● **Goal a**: Write out the passage of the telescope discussion from "I once helped" to "it does well.", word for word.

● **Given text**:
┄┄┄┄┄┄

Deep sky imaging; the C14 is F11. Uesless! No other word for it. Exposure times for this scope would be 4.84 times longer than with a Takahashi FSQ refractor. A 10 hour image in the F5 scope would take 48.4 hours in the C14. (Note that they would not be used on the same targets or take the same pictures, so I'm not falling into 'the F ratio myth' but pointing out the comparitive signal strength on the chip. It's signal to noise which matters, whatever your target.) Celestron now do a focal reducer which brings the scope down to F7.7, which is still slow and the corrected field will no longer cover a full frame chip. This kind of focal length is great for small planetaries and distant galaxies. The nebulae are out. They won't fit on the chip. Is this what you want? I image at FLs of 530, 980 and 2380mm. I like having them all available. Being limited to just the big one would be frustrating. For one thing, it not only needs clear nights, it needs nights of stable seeing. Shorter FLs are more productive. If you go for this kind of FL, though, buy a serious mount. Paramount, Mesu, 10 Micron, Astro Physics. Take lots of advice from practising imagers on what will work at this kind of FL. Don't, whatever you do, believe the adverts. Not many mounts can work at these focal lengths. Trust me, I do this for a living.

I once helped commission a telescope housed in a large Ash Dome. It was stunning. The guy who built it for the owners said that it went together like a dream and just one  small item was missing. This was duly sent immediately. I was really impressed by this dome.

Telescopes; the devil is in the detail! The SCT is a specialized instrument and absolutely not a 'do all.' The little it does, it does well. 

Olly

Olly,

Thank you again for the tremendous information.  I think I realized what the discrepancy is.  I don't believe my professor is thanking about photography.  I think he's assuming just basic observational stuff.  Which, seeing as there's a big difference, I wonder what the best thing is for me.  Now I'm thinking maybe just a good all around standard scope like the one he suggested for viewing things.  I'll be able to take photos of some things with it.  I absolutely won't be able to take photos of everything, at least not without great difficulty and software.  The questions I come up with is will I want to take photos of deep sky stuff?  I love general photography because you can make it your own.  But as far as this stuff, why all the effort when you can download a much better image of the same thing from the same angle that's taken from far better conditions we have, space?  I know almost everyone here would disagree with that statement and I'd love to understand why.  Given this mindset would I be best to get a very very good mount, then get a SCT for now.  Then if I want to get more into photography I can throw other scopes on the mount.  Might that be the best way to go about it?

┄┄┄┄┄┄

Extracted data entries

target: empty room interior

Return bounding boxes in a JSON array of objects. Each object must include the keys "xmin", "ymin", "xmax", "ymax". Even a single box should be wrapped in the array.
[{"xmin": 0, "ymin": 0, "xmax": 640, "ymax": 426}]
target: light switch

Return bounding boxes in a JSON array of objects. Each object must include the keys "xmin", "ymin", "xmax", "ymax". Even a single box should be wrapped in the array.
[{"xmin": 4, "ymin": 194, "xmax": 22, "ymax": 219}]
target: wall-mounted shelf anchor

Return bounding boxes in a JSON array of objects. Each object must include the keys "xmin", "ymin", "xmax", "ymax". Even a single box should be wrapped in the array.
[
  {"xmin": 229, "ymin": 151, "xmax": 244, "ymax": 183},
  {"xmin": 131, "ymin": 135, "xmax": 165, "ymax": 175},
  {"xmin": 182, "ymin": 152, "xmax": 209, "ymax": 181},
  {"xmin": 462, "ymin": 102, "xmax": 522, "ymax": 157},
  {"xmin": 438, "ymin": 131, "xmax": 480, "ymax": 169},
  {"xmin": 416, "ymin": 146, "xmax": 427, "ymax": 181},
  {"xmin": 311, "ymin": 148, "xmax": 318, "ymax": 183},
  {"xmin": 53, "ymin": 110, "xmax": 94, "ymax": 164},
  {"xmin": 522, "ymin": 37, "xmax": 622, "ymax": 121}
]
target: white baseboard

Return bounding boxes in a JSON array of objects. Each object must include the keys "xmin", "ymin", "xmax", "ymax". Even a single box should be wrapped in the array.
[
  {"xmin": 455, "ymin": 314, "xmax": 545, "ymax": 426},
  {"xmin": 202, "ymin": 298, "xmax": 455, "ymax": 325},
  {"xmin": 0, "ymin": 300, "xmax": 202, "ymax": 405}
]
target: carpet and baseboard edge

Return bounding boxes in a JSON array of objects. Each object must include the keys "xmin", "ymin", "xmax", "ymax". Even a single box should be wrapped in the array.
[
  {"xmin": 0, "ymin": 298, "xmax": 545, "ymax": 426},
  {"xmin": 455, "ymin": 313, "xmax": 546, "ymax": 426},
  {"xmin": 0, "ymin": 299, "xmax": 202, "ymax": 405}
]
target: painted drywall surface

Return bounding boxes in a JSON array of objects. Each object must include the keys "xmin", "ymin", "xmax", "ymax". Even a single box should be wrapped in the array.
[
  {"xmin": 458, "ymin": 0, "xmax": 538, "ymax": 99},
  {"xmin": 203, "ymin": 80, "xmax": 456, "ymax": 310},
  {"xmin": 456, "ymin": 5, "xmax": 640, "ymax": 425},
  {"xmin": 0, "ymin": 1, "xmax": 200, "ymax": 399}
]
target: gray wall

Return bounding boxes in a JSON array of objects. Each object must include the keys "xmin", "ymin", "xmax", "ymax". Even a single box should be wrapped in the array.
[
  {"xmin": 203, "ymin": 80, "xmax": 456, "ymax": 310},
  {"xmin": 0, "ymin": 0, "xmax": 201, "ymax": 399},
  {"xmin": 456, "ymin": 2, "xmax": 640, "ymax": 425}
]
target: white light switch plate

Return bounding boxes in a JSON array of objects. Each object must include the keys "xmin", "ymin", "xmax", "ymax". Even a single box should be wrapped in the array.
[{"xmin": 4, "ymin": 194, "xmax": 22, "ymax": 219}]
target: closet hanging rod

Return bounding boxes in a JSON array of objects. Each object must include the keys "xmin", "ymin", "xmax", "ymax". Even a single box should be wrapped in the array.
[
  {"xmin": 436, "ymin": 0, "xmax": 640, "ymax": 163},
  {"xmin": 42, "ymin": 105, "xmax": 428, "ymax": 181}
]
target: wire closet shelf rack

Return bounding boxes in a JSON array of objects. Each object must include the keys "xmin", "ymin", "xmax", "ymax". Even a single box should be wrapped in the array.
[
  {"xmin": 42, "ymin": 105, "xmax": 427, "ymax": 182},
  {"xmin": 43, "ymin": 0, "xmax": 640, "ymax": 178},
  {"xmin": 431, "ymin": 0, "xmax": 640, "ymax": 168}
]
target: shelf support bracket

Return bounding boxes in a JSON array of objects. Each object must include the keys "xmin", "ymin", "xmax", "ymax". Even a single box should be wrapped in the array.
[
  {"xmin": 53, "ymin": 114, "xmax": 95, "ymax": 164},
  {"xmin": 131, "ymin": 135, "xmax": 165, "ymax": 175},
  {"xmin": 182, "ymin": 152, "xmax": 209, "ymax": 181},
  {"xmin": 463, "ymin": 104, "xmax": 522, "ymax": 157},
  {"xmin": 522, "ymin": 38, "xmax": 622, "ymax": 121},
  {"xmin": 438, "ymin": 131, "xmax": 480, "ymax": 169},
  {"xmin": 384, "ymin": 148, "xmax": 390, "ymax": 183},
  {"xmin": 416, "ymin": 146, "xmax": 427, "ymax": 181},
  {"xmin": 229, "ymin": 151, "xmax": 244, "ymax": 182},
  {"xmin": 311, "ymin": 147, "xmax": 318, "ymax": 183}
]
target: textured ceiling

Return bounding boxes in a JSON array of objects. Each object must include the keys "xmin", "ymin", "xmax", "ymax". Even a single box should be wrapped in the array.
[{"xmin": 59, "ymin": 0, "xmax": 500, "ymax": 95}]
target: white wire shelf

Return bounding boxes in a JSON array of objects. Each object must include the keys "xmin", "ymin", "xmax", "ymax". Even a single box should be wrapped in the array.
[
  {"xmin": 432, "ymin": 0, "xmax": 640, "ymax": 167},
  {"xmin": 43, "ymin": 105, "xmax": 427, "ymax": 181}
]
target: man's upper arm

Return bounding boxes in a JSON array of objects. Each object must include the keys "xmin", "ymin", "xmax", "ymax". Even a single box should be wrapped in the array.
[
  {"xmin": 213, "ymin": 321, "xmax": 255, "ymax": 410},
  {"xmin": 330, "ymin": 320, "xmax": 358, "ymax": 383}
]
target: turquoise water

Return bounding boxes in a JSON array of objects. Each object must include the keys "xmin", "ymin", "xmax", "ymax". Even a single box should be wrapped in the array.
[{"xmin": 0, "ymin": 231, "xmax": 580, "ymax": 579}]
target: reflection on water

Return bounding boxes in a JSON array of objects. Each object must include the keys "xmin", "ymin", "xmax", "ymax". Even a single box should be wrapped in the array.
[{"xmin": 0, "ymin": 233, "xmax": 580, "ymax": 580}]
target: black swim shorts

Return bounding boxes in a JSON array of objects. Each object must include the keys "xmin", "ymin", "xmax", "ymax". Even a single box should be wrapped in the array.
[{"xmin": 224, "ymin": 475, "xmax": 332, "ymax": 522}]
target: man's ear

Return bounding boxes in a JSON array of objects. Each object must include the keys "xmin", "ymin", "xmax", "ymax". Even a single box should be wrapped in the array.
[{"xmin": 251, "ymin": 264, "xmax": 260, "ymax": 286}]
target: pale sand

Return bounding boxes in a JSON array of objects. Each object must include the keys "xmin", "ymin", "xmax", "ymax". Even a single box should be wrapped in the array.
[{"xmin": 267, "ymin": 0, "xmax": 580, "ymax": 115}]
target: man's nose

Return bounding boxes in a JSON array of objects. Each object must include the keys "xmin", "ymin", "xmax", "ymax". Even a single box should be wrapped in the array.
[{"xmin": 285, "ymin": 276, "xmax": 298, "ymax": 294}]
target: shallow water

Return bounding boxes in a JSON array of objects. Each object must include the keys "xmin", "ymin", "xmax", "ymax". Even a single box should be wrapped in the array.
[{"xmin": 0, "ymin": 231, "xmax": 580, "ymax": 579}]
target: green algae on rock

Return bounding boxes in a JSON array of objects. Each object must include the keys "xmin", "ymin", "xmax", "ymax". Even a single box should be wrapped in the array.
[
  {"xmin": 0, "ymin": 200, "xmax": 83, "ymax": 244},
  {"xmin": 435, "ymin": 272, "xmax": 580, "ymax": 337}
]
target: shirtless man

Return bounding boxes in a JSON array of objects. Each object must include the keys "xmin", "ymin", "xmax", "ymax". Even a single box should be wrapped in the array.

┄┄┄┄┄┄

● **Goal b**: Return each line of the entries that contains the word "white".

● **Finished answer a**:
I once helped commission a telescope housed in a large Ash Dome. It was stunning. The guy who built it for the owners said that it went together like a dream and just one  small item was missing. This was duly sent immediately. I was really impressed by this dome.

Telescopes; the devil is in the detail! The SCT is a specialized instrument and absolutely not a 'do all.' The little it does, it does well.

● **Finished answer b**:
target: white baseboard
target: white light switch plate
target: white wire shelf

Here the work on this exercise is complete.